(What to work on):
Please copy the data below exactly, from its first line through the line holding "target | peeling paint on shutter", and skip the pictures.

(Source data):
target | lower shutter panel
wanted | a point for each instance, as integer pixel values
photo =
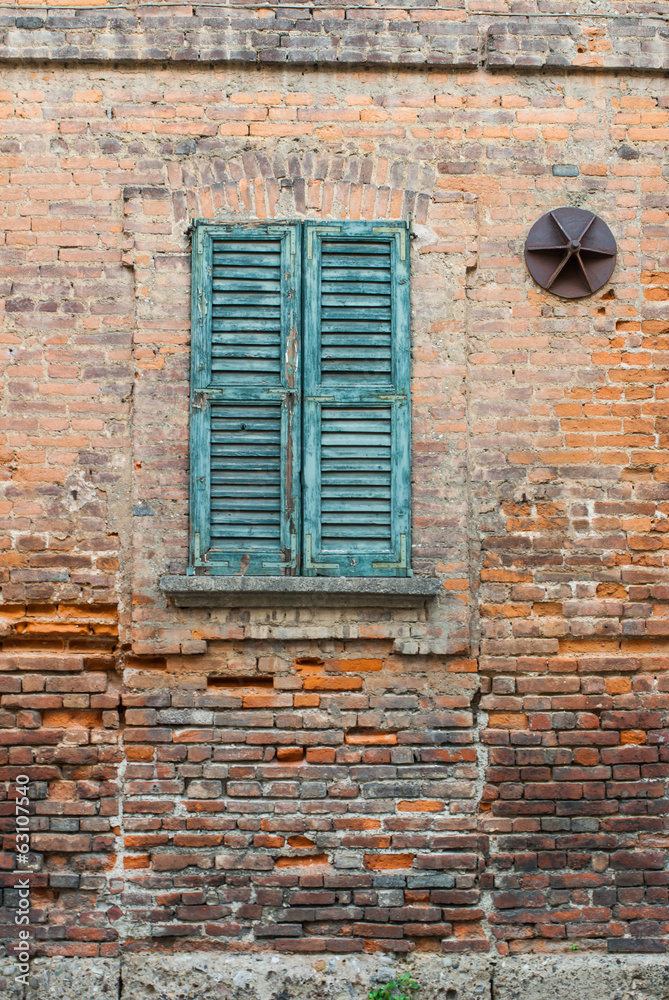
(356, 478)
(245, 508)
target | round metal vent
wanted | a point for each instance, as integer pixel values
(570, 252)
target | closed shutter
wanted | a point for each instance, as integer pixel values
(356, 481)
(245, 412)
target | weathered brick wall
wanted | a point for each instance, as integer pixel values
(489, 773)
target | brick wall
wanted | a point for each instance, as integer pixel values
(487, 774)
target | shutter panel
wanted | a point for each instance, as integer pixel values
(357, 466)
(245, 410)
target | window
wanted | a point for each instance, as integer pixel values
(300, 399)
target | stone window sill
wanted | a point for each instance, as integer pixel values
(299, 591)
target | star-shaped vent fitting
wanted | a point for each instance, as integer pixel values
(570, 252)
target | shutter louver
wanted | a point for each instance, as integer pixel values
(356, 399)
(245, 402)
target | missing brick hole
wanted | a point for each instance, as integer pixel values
(226, 683)
(372, 737)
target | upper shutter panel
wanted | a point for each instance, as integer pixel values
(245, 417)
(356, 402)
(246, 311)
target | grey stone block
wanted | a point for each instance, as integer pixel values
(299, 591)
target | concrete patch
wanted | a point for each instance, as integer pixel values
(73, 979)
(582, 977)
(276, 977)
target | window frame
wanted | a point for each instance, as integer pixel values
(299, 351)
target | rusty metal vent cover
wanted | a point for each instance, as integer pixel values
(570, 252)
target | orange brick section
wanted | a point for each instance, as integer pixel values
(486, 773)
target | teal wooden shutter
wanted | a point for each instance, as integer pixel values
(356, 451)
(245, 409)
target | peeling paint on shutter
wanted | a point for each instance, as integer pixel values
(356, 484)
(245, 414)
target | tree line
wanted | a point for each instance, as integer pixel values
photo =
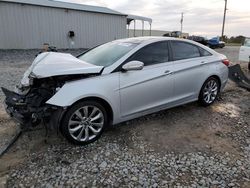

(Answer to the problem):
target | lower shutter panel
wanted | a point for each instance, as integer pixel values
photo =
(356, 478)
(245, 508)
target | round metal vent
wanted | a point for each instance, as integer pixel values
(570, 252)
target | closed shutter
wanted | a point for each instance, as integer pixel values
(356, 481)
(245, 412)
target | weathered brick wall
wanted | a point for each instance, as integer pixel values
(489, 773)
target | brick wall
wanted | a point for each instance, as integer pixel values
(487, 774)
target | shutter panel
wanted | a point for each instance, as integer pixel values
(357, 466)
(245, 410)
target | window
wanted | a point for each instance, as integer pixel values
(300, 399)
target | stone window sill
wanted | a point for each instance, as integer pixel values
(299, 591)
target | star-shaped vent fitting
wanted | a point for each instance, as integer pixel values
(570, 252)
target | shutter louver
wanted | a point for each instance, as integer pixel values
(356, 399)
(245, 402)
target | missing brick hole
wanted | a point for each instance, as integer pixel values
(226, 683)
(372, 737)
target | upper shutter panel
wanted | a point for each instance, as integer pixel values
(245, 417)
(356, 402)
(246, 311)
target | grey stone block
wanted | a point for each instance, as integer pixel values
(299, 591)
target | concrete patch
wanted | a point for each instance, as integer pixel values
(73, 979)
(582, 977)
(276, 977)
target | window frame
wanted | a point for each instance, as integer pixel values
(299, 351)
target | rusty metal vent cover
wanted | a point for each instance, as integer pixel values
(570, 252)
target | orange brick section
wanted | a point for each instance, as integer pixel values
(486, 773)
target | teal wooden shutter
wanted | a point for each instance, as integer pixel values
(356, 451)
(245, 409)
target | peeling paint on shutter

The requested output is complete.